What is needed: Reproduce the data below, swapping every "innermost point" for "central point" and leaving all other text unchanged.

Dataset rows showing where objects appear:
begin

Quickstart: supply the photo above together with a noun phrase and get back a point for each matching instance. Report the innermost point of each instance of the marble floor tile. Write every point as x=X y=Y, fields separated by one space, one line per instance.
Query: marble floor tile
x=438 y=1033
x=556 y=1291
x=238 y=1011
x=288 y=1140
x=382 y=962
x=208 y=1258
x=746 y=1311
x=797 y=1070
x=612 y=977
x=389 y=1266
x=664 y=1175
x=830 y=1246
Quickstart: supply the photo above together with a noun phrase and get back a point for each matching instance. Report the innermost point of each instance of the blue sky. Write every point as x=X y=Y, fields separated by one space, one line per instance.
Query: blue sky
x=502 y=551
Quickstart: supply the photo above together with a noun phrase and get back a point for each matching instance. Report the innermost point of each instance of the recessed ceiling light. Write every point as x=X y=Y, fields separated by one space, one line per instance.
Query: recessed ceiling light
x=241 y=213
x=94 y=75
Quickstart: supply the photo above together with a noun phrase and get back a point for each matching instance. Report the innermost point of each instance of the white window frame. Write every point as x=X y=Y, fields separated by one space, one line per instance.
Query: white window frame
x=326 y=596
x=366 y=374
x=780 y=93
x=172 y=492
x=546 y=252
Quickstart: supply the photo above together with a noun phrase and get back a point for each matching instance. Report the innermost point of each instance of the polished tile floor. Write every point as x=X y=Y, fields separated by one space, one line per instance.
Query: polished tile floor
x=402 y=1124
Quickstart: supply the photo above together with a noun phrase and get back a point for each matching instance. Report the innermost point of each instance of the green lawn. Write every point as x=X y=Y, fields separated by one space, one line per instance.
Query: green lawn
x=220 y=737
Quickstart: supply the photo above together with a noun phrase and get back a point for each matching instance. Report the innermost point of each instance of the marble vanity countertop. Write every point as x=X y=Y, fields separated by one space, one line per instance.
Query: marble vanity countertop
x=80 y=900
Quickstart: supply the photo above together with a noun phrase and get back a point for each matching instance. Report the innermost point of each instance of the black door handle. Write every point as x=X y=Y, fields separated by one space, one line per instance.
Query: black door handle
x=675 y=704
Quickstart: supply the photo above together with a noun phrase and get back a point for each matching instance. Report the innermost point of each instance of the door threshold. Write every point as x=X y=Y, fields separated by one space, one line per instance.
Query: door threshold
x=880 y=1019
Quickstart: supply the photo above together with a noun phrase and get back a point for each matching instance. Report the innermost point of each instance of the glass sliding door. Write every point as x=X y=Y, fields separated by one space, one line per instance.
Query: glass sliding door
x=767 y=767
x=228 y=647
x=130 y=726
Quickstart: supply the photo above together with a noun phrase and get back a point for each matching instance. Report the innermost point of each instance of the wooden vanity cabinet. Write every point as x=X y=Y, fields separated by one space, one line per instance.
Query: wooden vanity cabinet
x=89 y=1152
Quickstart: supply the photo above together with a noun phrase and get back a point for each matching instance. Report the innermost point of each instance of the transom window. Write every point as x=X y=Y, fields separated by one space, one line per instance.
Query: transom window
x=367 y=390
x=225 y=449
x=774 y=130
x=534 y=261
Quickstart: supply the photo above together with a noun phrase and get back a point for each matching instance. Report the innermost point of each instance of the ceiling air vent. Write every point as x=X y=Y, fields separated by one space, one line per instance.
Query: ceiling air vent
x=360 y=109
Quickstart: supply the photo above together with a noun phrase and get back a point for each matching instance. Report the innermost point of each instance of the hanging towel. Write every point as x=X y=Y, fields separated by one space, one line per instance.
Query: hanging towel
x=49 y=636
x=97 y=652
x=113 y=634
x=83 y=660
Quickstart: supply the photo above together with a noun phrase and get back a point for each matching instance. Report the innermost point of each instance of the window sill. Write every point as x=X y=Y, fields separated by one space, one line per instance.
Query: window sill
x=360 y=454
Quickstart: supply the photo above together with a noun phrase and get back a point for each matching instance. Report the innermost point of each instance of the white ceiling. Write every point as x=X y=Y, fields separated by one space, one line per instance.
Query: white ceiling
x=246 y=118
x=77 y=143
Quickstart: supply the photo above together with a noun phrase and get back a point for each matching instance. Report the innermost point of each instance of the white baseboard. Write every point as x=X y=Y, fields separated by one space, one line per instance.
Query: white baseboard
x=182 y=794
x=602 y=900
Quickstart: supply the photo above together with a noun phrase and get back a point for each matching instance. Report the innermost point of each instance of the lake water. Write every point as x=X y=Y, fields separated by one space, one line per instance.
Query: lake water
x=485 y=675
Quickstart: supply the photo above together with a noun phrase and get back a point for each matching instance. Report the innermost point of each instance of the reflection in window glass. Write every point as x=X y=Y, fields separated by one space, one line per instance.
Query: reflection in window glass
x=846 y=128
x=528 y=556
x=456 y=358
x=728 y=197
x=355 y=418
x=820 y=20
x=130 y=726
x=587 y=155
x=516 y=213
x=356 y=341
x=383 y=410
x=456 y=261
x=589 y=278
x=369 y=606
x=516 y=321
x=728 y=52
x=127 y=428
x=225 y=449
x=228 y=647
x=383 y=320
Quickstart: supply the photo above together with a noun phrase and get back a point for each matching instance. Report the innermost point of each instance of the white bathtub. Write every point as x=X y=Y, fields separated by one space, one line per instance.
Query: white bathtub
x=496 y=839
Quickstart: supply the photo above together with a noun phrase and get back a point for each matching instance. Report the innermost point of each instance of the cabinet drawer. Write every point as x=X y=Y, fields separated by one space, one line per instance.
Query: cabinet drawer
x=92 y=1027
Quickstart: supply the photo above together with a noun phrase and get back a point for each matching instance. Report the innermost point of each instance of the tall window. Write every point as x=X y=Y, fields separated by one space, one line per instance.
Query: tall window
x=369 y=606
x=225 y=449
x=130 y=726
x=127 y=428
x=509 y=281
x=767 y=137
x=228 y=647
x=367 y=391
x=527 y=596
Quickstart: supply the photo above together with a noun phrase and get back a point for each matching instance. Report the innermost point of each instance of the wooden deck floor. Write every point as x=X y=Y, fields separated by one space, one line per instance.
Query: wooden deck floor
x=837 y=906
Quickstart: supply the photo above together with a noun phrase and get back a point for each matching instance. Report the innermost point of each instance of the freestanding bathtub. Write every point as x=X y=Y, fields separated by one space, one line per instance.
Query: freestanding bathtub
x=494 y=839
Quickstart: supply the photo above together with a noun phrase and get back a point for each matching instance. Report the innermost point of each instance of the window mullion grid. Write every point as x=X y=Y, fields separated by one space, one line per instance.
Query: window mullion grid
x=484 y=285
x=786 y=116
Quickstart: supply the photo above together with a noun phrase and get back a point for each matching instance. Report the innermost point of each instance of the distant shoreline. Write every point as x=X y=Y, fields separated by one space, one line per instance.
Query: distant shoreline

end

The solution:
Quickstart: supply the photo above together with a noun phrase and get back a point for each matching instance. Report the central point of each instance of the marble floor tile. Write every point as x=X y=Y, fields separated by one space, one line per instance.
Query: marble floor tile
x=438 y=1033
x=556 y=1291
x=238 y=1011
x=288 y=1140
x=382 y=962
x=208 y=1258
x=746 y=1311
x=797 y=1070
x=612 y=977
x=389 y=1266
x=664 y=1175
x=830 y=1246
Quickstart: supply the photo above together with a noun phrase and get back a point for each matching instance. Report the central point of each instance of the blue sky. Write every point as x=X y=Y, fields separated by one space, one line per instance.
Query: blue sky
x=502 y=551
Quickstart: supply the photo above together with a noun phrase and get back a point for each matching instance. Report the central point of each instance of the recessed ceiling light. Write every point as x=X y=Y, fields separated by one space, one line per instance.
Query: recessed ceiling light
x=241 y=213
x=94 y=75
Quickstart: supply the photo above together with a noun phrase and get back a point for each matching instance. Report the central point of each instance of the white window frame. Write every point as x=X y=Y, fields separated by one space, one line per instance.
Query: white window frame
x=326 y=596
x=366 y=374
x=780 y=93
x=172 y=492
x=546 y=252
Quickstart: supply the photo above together with a noun phrase and get back a point for each matching instance. Report the central point of each instance of the polished tile floor. Write every point as x=X y=Y, fields separated by one space, one line per instance.
Query: polished tile floor
x=402 y=1124
Quickstart: supply the photo above together with a noun phrase and get back a point for each matching instance. Report the central point of each instance of the green lawn. Write every point as x=X y=Y, fields separated by one space, one line per instance.
Query: green lawn
x=220 y=737
Quickstart: supply the photo above together with a noun phrase and get back a point for each matching instance. Report the central point of each instance of the marble vanity countertop. Write every point as x=X y=Y, fields separated by one space, one line per instance.
Query: marble vanity countertop
x=80 y=900
Quickstart: supply the photo above together with a noun phrase and get back a point for each matching instance. Report the central point of each instance of the black door handle. Write every point as x=X y=Y, fields separated by one space, one line per instance.
Query: black door handle
x=675 y=704
Quickstart: supply the photo above together with a noun phrase and get back a point for each matching instance. Report the central point of each instance of the door threshold. Write every point as x=X y=Y, fields separated by one space, one line per instance.
Query: door threshold
x=880 y=1019
Quickstart: supply the photo above together with a noun phrase and get back a point for each matching instance. Report the central point of each instance of the glass sliding door. Write every point as x=X y=Y, fields separated by one space, one line per instance.
Query: glass sliding door
x=767 y=767
x=228 y=647
x=130 y=726
Quickstart: supply the photo above together with a noun phrase and get back a point for each matching instance. Report the central point of each instance of the wooden vanity cabinet. Write every point as x=X y=Y, fields separated by one space, one line per instance.
Query: wooden vanity cabinet
x=89 y=1152
Quickstart: supply the photo above together with a noun phrase and get back a point for each matching instance. Report the central point of each instance of the transom window. Write every point as x=X y=Y, fields separated by one space, one line per instance.
Query: transom window
x=367 y=390
x=225 y=449
x=774 y=130
x=534 y=261
Quickstart: supply the photo above together with a noun phrase and get back a point for each matching instance. Report the central point of each instance of the ceiling air vent. Write every point as x=X y=Y, fields separated by one space, one line per instance.
Query: ceiling air vent
x=360 y=109
Quickstart: supply the photo above together with a noun phrase and get back a point for each matching instance. Report the central point of each instance of the hanging towel. Write every point as x=X y=Y, fields separated by one space, one line per instance.
Query: hanging towel
x=49 y=636
x=97 y=652
x=113 y=634
x=83 y=660
Quickstart: supply the photo above together with a noun phrase and get back a point for each matching instance. Report the central point of each instance of the window sill. Write every point as x=X y=Y, fields separated by one space, one line per instance.
Query: window sill
x=360 y=454
Quickstart: supply the photo above together with a noun phrase and get back a point for each matching instance. Report the central point of each instance of the white ceiling. Write every point as x=X y=Y, fields separated by one space, one line per instance.
Query: white ceiling
x=246 y=118
x=77 y=143
Quickstart: supply the photo above together with a noun phrase and get back a point for each matching instance. Report the central point of each instance of the white baseboard. Write every point as x=X y=Y, fields separated by one space, one line per instance.
Query: white baseboard
x=182 y=794
x=602 y=900
Quickstart: supply the photo above together with a noun phrase and get back a point for each matching instance. Report the central point of each instance of the lake water. Write every point as x=X y=Y, fields separated by one space, one line per instance.
Query: lake water
x=485 y=675
Quickstart: supply the photo above together with a noun phrase and get back a point for each matching instance. Report the central point of each instance of the reflection in window glass. Write every point as x=X y=Y, fields separated by one space, one line per instance.
Query: reflection in window glass
x=846 y=128
x=528 y=556
x=456 y=358
x=728 y=197
x=355 y=418
x=820 y=20
x=130 y=726
x=587 y=155
x=516 y=213
x=356 y=341
x=383 y=410
x=456 y=261
x=589 y=278
x=369 y=606
x=516 y=321
x=728 y=52
x=127 y=428
x=225 y=449
x=228 y=647
x=383 y=320
Quickstart: supply the photo above together with a noun phrase and get back a point for each matching instance. Report the central point of each instance of the white bathtub. Write every point as x=X y=Y, fields separated by one space, one line per instance.
Query: white bathtub
x=496 y=839
Quickstart: supply the photo above together with a noun phrase and get back a point for each matching instance. Report the central point of each instance of the cabinet drawer. Write every point as x=X y=Y, fields separated by one space, one line per instance.
Query: cabinet drawer
x=92 y=1027
Quickstart: supply the photo above together with a noun phrase and get back a point for each matching instance. Report the central point of each instance of the tall window. Write every point as x=X y=Y, fields separated by one space, one line per instance.
Query: tall window
x=369 y=606
x=225 y=449
x=130 y=726
x=127 y=428
x=509 y=281
x=767 y=137
x=228 y=647
x=367 y=391
x=527 y=596
Quickstart: supply the photo above together with a noun phrase and get back a point for each matching instance. Report the central point of each instance of the wooden deck floor. Write every point as x=X y=Y, fields separated by one space, one line per instance.
Query: wooden deck floor
x=837 y=906
Quickstart: supply the photo above together with a noun phrase and get back a point for each matching instance. Report the central point of each instance of the freestanding bathtub. Write every point as x=X y=Y, fields separated by one space, one line per instance.
Query: freestanding bathtub
x=494 y=839
Quickstart: supply the photo above together with a noun phrase and get back a point for each matching instance. Report the central point of each instance of the window mullion grid. Write every point as x=X y=Y, fields separated by one space, one line per instance.
Query: window mullion grid
x=484 y=285
x=786 y=116
Quickstart: supply the photo above together with a noun phrase and get back a point for each matching instance. Report the central point of each instance of the distant shoreline. Write every point as x=X y=Y, fields separated by one space, one line per instance.
Query: distant shoreline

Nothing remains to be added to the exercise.